Exercise prompt
Repeat each entry as written, dropping any picture you find.

START Given records

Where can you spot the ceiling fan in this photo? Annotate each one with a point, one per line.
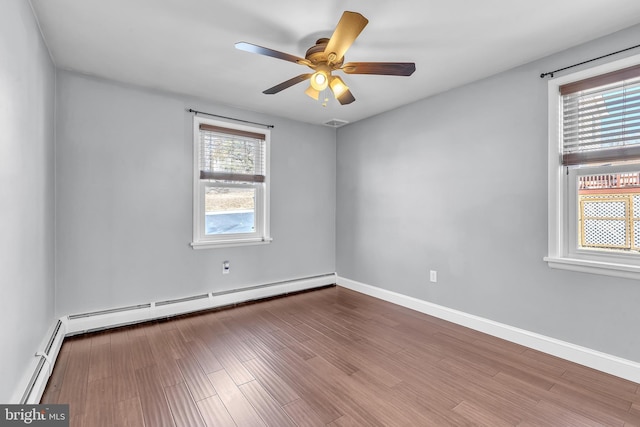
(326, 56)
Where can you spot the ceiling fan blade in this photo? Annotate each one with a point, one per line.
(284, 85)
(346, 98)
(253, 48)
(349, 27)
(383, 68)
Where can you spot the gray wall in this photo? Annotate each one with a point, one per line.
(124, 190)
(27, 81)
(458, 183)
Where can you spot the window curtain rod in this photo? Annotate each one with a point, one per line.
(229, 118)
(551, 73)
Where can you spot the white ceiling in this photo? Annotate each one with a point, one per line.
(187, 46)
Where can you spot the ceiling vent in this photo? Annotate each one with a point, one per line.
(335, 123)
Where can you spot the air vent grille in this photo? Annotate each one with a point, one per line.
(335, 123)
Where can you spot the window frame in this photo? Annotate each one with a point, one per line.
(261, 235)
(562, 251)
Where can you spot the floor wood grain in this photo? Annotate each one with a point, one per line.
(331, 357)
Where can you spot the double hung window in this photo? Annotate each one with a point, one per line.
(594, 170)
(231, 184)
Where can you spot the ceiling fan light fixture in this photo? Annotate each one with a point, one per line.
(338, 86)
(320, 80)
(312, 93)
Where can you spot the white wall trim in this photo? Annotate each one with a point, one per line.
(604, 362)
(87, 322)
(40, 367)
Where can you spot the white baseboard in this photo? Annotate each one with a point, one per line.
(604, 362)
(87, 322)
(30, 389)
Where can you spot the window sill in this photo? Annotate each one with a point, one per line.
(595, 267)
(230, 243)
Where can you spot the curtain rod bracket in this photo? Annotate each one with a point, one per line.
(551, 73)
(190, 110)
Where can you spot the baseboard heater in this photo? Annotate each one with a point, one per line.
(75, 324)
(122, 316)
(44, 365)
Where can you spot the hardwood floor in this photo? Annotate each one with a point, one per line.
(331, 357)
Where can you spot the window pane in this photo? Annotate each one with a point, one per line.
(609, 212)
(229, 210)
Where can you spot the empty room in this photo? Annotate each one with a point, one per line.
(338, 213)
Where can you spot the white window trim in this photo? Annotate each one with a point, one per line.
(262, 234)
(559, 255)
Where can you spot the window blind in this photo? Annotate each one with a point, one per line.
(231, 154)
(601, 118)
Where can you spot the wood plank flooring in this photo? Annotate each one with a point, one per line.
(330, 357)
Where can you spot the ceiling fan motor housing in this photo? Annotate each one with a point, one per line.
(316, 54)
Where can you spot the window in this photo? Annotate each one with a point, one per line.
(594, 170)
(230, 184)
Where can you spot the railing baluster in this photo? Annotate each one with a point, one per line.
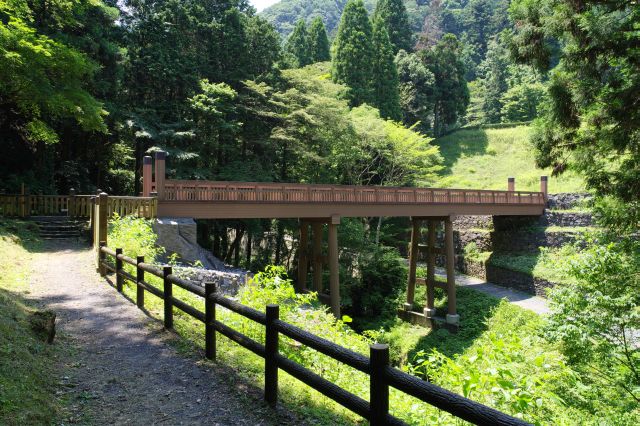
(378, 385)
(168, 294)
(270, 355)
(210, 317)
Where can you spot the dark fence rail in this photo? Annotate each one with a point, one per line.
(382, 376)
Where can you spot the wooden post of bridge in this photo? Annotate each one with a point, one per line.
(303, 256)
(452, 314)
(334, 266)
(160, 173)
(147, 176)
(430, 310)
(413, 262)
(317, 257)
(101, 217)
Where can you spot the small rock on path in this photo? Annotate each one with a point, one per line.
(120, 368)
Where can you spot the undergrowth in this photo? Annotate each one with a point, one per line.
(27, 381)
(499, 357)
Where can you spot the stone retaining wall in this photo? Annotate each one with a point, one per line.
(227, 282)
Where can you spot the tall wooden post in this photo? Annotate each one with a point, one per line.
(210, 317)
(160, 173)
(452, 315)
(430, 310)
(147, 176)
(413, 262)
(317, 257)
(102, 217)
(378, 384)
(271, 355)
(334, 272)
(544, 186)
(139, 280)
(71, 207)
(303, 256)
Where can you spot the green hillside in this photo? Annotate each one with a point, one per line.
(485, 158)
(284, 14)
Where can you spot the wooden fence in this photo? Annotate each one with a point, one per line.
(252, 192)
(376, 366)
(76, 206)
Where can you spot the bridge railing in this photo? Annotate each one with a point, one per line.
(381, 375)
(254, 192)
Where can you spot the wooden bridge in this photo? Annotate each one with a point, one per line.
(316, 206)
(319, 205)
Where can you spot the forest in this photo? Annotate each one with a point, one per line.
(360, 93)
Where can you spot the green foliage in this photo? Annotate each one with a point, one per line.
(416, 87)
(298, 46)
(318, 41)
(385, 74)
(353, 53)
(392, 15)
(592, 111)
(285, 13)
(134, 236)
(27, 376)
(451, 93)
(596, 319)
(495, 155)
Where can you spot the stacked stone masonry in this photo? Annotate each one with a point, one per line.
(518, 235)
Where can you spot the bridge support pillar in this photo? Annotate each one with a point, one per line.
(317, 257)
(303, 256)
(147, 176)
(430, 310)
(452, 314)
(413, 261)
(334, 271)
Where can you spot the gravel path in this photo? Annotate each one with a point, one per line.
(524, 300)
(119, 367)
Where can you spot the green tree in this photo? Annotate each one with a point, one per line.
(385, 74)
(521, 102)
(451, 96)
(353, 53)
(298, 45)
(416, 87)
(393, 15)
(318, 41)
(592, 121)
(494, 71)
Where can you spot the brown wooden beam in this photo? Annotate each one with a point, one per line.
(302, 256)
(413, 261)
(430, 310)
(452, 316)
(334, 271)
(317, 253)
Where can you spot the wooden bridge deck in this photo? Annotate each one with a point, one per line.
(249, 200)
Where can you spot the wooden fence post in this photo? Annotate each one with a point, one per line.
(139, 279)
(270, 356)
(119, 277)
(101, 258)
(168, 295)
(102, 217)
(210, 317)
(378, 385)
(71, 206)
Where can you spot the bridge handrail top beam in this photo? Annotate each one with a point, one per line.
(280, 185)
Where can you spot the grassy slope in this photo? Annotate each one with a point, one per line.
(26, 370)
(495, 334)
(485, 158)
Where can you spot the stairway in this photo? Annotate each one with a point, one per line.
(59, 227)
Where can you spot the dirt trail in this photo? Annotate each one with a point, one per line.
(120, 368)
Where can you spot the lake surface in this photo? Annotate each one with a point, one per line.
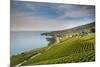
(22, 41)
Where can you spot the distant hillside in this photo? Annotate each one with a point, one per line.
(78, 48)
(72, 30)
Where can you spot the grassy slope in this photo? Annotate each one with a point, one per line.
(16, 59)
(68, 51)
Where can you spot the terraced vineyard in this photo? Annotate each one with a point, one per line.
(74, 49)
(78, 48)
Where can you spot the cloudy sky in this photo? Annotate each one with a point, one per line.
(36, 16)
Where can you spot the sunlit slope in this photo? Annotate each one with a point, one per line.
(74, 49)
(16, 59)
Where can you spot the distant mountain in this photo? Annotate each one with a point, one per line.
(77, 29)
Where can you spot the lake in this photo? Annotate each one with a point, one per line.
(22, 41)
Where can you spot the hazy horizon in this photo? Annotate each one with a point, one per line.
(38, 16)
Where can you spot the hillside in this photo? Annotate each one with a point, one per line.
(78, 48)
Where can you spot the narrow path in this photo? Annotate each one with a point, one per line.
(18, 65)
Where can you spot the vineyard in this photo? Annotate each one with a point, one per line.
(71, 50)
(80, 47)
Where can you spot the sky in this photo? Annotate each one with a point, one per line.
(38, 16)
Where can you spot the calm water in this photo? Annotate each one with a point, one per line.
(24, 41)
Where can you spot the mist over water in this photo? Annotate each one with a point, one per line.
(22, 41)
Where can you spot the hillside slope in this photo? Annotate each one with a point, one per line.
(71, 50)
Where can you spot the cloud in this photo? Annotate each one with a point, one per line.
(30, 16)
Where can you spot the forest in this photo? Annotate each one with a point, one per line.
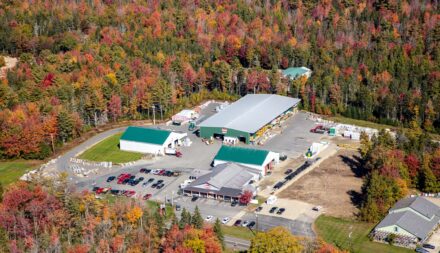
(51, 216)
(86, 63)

END Given records

Solution for this exercise
Where can you spot the ceiling fan in this photo? Annotate each one with a point, one per line.
(326, 56)
Where can you spot the ceiling fan blade in this photo? Annotate each one with a point, one per line.
(284, 85)
(346, 98)
(253, 48)
(349, 27)
(383, 68)
Where can you spot the gray wall in this photo? Annotate each one with a point, one per line.
(124, 190)
(27, 81)
(458, 183)
Where can you spot the window curtain rod in this photo? Annotate each one with a point, one per line.
(229, 118)
(551, 73)
Where can you spot the white ceiling in this photo? Annotate each one with a point, one per line.
(187, 46)
Where can you spot the ceiling vent in this photo? Annotate each one with a point, one per line.
(335, 123)
Where can you spot the air vent grille in this photo? Annotate each one with a point, one per line.
(335, 123)
Where can you spot the window frame in this photo? Annotate each one with a point, one per line.
(261, 235)
(562, 251)
Where can you spot the floor wood grain in this photo? Annotate each one with a point, one per line.
(331, 357)
Where can you spot the double hung window in this photo? Annotate each one with a point, one per line.
(594, 170)
(231, 184)
Where can you spot the ceiling fan light fixture in this photo? Annotate each one with a point, one per line.
(338, 86)
(320, 80)
(312, 93)
Where can you spot the white wall trim in this photo? Annotate each one with a point, one per line.
(604, 362)
(87, 322)
(40, 367)
Where can you spot the white baseboard in this photo? Annotate each one with a point, one per line.
(604, 362)
(87, 322)
(30, 389)
Where can you spot the window sill in this photo? Annotate each one with a point, one per line.
(595, 267)
(230, 243)
Where can you spot the curtain rod bracket in this photo? Annotate each one with a point, one per line.
(551, 73)
(190, 110)
Where can you spot the baseboard heater in this photo? Annotate each one with a point, one per line.
(75, 324)
(122, 316)
(44, 365)
Where can you spot the hardwood floor in this photo? Annotate each one with a point, one per line.
(331, 357)
Where can you spot the window pane in this photo? Annotate each one with a point, one per line.
(609, 212)
(229, 210)
Where can you spot the empty room in this photo? Annotate each one with a point, one per line.
(338, 213)
Where can you spot the white window trim in this photo? Annotate each one with a point, one per line.
(262, 234)
(559, 255)
Where can you spot the window blind in this photo? Annotate each one with a point, one per line.
(231, 154)
(601, 118)
Where can you spot the wood plank flooring in this photo? Annotate each one with a point, one per line.
(330, 357)
Where can you spot the ceiling fan motor housing in this photo? Annotate each one with a point, one per line.
(316, 54)
Where can you spot the window in this photo? Annotate each one with a point, one per line.
(594, 170)
(230, 184)
Where can you spot the railing baluster in this photo? Annotate each one with a point, one per line.
(378, 385)
(168, 294)
(270, 355)
(210, 317)
Where can you spot the dark fence rail in this photo? Annotate each one with a point, one per line.
(382, 376)
Where can you spot the wooden post of bridge in this photo? Annotate each one with a point, one per line.
(303, 256)
(452, 314)
(334, 266)
(160, 173)
(147, 176)
(430, 310)
(413, 262)
(317, 257)
(101, 217)
Where can you spot the small rock on path in this photo? Annotate each one with a point, one per line.
(120, 368)
Where can you spot the undergrowth in this photo? Annotate each one with a point, one per line.
(27, 381)
(499, 357)
Where can you spot the stone retaining wall in this photo? Annotate each one with a point, one per line.
(227, 282)
Where can you spot the tall wooden post in this photo? Annotate each one with a point, one per line.
(210, 317)
(160, 173)
(452, 315)
(430, 310)
(147, 176)
(413, 262)
(317, 257)
(102, 217)
(378, 384)
(271, 355)
(334, 272)
(544, 186)
(139, 280)
(71, 207)
(303, 256)
Where can you spot the green hillside in this photo? Annotate each one with a point, one per line.
(485, 158)
(284, 14)
Where can you spot the wooden fence in this photo? Annotate each one with a point, one per line.
(252, 192)
(376, 366)
(76, 206)
Where can you spot the bridge railing in this photo? Annotate each one with a point, one per line.
(381, 375)
(254, 192)
Where can you spot the wooden bridge in this photo? Annotate each one with a point, one per line.
(316, 206)
(319, 205)
Where can you spot the forest in this photo? Annotate each one with a point, one per line.
(360, 93)
Where can you spot the green foliage in this photo? Annotate each one with a point, one per line.
(416, 87)
(298, 46)
(318, 41)
(385, 74)
(353, 53)
(392, 15)
(592, 111)
(285, 13)
(134, 236)
(27, 376)
(451, 93)
(596, 319)
(495, 155)
Where can you spot the stacked stone masonry in this photo? Annotate each one with a point, one per line.
(518, 235)
Where can you spot the bridge support pillar in this photo? Annotate each one with a point, one per line.
(317, 257)
(303, 256)
(147, 176)
(430, 310)
(452, 314)
(413, 261)
(334, 271)
Where can you spot the gravel path in this photo? Annotate each one with a point, one per line.
(524, 300)
(119, 367)
Where can you spot the green tree in this photo? Annotate each one with a point, one per line.
(385, 74)
(521, 102)
(451, 96)
(353, 53)
(298, 45)
(416, 87)
(393, 15)
(318, 41)
(592, 121)
(494, 71)
Where can you spot the brown wooden beam in this photo? Annotate each one with a point, one per line.
(302, 256)
(413, 261)
(430, 310)
(452, 316)
(334, 271)
(317, 253)
Where can you spot the wooden bridge deck in this photo? Annotate each one with a point, one per line.
(249, 200)
Where can you spot the wooden fence post in this photo? Annotate each one with a point, one per line.
(139, 279)
(270, 356)
(119, 277)
(101, 258)
(168, 295)
(102, 217)
(210, 317)
(378, 385)
(71, 206)
Where can you spot the bridge handrail top beam in this photo? Annotate each one with a point, one per line.
(280, 185)
Where can you spot the grassy slope in this photo? Annotate each one with a point, one per line.
(26, 370)
(495, 334)
(485, 158)
Where can you spot the stairway in this photo? Annotate each one with a point, one per line.
(59, 227)
Where can you spot the dirt trail in this photo? Annotate each one with a point, one per line.
(120, 368)
Where can you spot the lake surface in this photo? Annotate each one with a point, one per line.
(22, 41)
Where can you spot the distant hillside in this photo? Annotate each one with a point, one per line.
(78, 48)
(72, 30)
Where can you spot the grassy slope in this photo? Annotate each one with a point, one per line.
(16, 59)
(68, 51)
Where can you spot the terraced vineyard in this photo? Annotate each one with a point, one per line.
(74, 49)
(78, 48)
Where can you spot the cloudy sky in this photo? Annotate each one with a point, one per line.
(36, 16)
Where can you spot the sunlit slope in this photo? Annotate each one with a point, one per line.
(74, 49)
(16, 59)
Where can you spot the distant mountain in this photo? Annotate each one with a point, one per line.
(77, 29)
Where can you spot the lake in this photo? Annotate each one with a point, one per line.
(22, 41)
Where can you spot the hazy horizon in this photo? Annotate each one with a point, one per line.
(38, 16)
Where can you spot the hillside in this photo? Annotate each one with a point, one per line.
(78, 48)
Where can you spot the narrow path in this photo? Annotate each one with a point, one per line.
(18, 65)
Where can you spot the vineyard in this photo? Annotate each one with a point, one per line.
(71, 50)
(80, 47)
Where can you spot the sky in this photo? Annotate each one with a point, one per line.
(38, 16)
Where can you spot the calm water in this photo? Annotate each one with a point, one per line.
(24, 41)
Where can you spot the mist over water in this photo? Annotate each one with a point, one per line.
(22, 41)
Where can you spot the hillside slope in this photo? Annotate each one with a point, one per line.
(71, 50)
Where can you spot the cloud in this photo? Annotate each one with a point, one per line.
(30, 16)
Where can you spot the forest in this photo? Annotate each one with a point, one per line.
(51, 216)
(86, 63)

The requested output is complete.